Bagian terbaik yang dilakukan film ini terkait tema old-new tersebut adalah karakterisasi tokoh-tokohnya. Seperti halnya horor jadul, karakter yang hadir di X pun sering melakukan pilihan bego. Keputusan mereka sering bikin kita ketawa. Kayak karakter si Jenna Ortega yang setelah diselamatkan, tau-tau malah marah dan pergi gitu aja. Hebatnya, mereka gak hanya tampil bego untuk mati. Mereka gak otomatis annoying, karena film sesungguhnya mendekonstruksi stereotipikal karakter mereka. Dalam horor jadul, yang mati duluan adalah karakter yang ‘nakal’, yang biasanya adalah cewek pirang yang isi otaknya cuma berduaan sama pacarnya, si atlet yang pikirannya ngeres. Final Girl (protagonis/heroine) film jadul selalu adalah cewek baek-baek, yang erat ditandai oleh si karakter masih perawan. Film X merombak ulang semuanya. Yang mati duluan di sini adalah karakter yang tidak have sex, at least tidak di depan kamera. Cewek pirang di sini otaknya berisi pemikiran progresif tentang peran wanita dan kemandirian. Protagonis alias Final Girl cerita adalah Maxine (diperankan oleh Mia Goth yang setengah wajahnya dikasih freckles), salah satu bintang film bokep yang mereka bikin. Arc Maxine benar-benar kebalikan dari sosok Final Girl tradisional.

> [Cuplikan Data]:
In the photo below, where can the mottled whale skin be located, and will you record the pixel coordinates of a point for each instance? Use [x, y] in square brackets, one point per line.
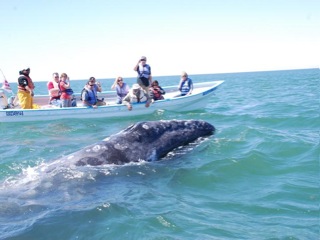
[149, 141]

> [Tugas]:
1 - Ringkaslah ulasan film X dalam dua kalimat.
2 - Menurut ulasan film X, siapa pemeran Maxine?
3 - Tulis ulang paragraf dalam ulasan film X yang diawali "Bagian terbaik yang dilakukan film ini" dalam bentuk daftar berpoin tanpa menghilangkan fakta utamanya.
Gunakan hanya ulasan film X sebagai sumber jawaban.

> [Jawaban Tiap Tugas]:
1 - Ulasan ini menilai bahwa bagian terbaik film X terkait tema lama-baru adalah karakterisasi tokohnya, yang seperti dalam horor lama sering membuat pilihan bodoh, tetapi tidak sekadar tampil bodoh untuk mati karena film ini mendekonstruksi stereotip karakter. Berbeda dengan horor lama, tokoh yang mati lebih dulu justru yang tidak berhubungan seks, setidaknya tidak di depan kamera, cewek pirangnya berpikiran progresif tentang peran dan kemandirian perempuan, dan arc Final Girl-nya, Maxine, merupakan kebalikan dari sosok Final Girl tradisional.

2 - Maxine diperankan oleh Mia Goth.

3 -
- Bagian terbaik film X terkait tema lama-baru adalah karakterisasi tokohnya.
- Seperti dalam horor lama, para tokoh sering membuat pilihan bodoh yang mengundang tawa, misalnya karakter Jenna Ortega yang marah dan pergi begitu saja setelah diselamatkan.
- Para tokoh tidak sekadar tampil bodoh untuk mati dan tidak otomatis menjengkelkan karena film ini mendekonstruksi stereotip karakter mereka.
- Dalam horor lama, yang mati lebih dulu adalah tokoh "nakal", seperti cewek pirang yang hanya memikirkan pacarnya atau atlet berpikiran kotor, sedangkan Final Girl selalu gadis baik-baik yang masih perawan.
- Dalam film X, yang mati lebih dulu adalah tokoh yang tidak berhubungan seks, setidaknya tidak di depan kamera.
- Cewek pirang dalam film ini berpikiran progresif tentang peran dan kemandirian perempuan.
- Final Girl-nya adalah Maxine, diperankan Mia Goth, salah satu bintang film dewasa yang mereka buat, dengan arc yang berkebalikan dari Final Girl tradisional.